### The data
____
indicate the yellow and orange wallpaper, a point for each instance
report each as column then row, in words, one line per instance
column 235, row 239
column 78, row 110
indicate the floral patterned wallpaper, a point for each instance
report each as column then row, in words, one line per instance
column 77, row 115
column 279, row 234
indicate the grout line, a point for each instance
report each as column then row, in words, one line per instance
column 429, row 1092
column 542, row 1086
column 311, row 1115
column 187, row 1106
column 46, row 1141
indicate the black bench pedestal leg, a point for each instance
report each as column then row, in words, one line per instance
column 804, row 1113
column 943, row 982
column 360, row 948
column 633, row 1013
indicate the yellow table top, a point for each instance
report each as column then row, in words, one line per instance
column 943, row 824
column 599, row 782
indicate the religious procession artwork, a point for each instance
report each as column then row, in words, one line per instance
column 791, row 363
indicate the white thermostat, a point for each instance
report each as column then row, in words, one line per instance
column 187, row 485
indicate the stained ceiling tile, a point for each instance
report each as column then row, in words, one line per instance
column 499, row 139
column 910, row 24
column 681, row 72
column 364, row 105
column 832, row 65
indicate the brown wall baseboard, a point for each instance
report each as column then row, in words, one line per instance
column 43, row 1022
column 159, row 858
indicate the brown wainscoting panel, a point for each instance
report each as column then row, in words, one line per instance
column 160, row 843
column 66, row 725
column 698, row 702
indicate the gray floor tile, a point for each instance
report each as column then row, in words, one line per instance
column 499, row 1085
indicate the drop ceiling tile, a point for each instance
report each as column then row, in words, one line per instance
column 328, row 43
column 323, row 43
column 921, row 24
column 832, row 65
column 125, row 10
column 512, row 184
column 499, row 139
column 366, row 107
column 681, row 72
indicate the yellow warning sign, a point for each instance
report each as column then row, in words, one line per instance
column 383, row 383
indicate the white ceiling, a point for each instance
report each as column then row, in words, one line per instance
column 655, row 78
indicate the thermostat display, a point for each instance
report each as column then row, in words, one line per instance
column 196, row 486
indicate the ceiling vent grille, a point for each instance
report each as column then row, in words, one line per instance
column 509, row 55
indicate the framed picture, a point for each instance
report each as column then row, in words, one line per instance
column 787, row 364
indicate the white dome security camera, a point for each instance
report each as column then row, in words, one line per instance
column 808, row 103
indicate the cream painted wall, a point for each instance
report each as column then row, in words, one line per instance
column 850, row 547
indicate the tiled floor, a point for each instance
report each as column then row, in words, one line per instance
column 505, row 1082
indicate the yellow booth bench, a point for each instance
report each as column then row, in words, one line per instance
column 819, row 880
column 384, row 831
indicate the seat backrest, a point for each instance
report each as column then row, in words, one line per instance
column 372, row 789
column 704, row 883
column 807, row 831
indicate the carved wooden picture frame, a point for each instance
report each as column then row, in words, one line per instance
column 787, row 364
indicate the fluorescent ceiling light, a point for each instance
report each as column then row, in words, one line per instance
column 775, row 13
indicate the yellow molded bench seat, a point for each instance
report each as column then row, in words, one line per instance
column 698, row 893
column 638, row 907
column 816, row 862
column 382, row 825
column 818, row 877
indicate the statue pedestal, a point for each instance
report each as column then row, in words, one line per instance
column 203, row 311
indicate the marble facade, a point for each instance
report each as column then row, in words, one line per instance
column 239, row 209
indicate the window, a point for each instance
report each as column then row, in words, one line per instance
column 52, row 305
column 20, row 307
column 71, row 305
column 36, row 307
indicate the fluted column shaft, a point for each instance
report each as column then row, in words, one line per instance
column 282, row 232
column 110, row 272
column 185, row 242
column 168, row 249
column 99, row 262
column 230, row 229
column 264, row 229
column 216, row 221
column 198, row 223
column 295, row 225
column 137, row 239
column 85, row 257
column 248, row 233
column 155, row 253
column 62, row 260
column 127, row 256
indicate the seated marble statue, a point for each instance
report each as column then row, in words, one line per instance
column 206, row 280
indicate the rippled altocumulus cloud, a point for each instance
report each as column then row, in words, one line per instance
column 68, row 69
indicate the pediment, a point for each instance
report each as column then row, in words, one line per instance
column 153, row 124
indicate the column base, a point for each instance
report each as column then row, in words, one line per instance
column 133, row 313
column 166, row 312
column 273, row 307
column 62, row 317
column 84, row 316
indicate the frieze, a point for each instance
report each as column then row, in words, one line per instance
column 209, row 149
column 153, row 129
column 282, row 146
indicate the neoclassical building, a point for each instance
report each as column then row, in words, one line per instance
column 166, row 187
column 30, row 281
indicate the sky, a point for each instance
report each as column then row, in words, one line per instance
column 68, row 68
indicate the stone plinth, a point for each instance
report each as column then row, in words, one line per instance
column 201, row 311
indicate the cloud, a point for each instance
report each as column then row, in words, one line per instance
____
### Your instructions
Produce only the lines from the line containing "indicate the white thermostat, a" through the line containing "indicate the brown wainscoting", inclusive of both, exactly as they stand in the entries above.

### Response to the task
indicate the white thermostat, a point for each instance
report each as column then row, in words, one line per instance
column 187, row 485
indicate the stained ceiling tile, a point for each instance
report each as column then row, in words, one line per instance
column 499, row 139
column 910, row 24
column 681, row 72
column 364, row 105
column 832, row 65
indicate the brown wall baseboard, a point for each instance
report each as column then row, in words, one line per instance
column 43, row 1022
column 159, row 858
indicate the brown wainscoting panel, a point for each instance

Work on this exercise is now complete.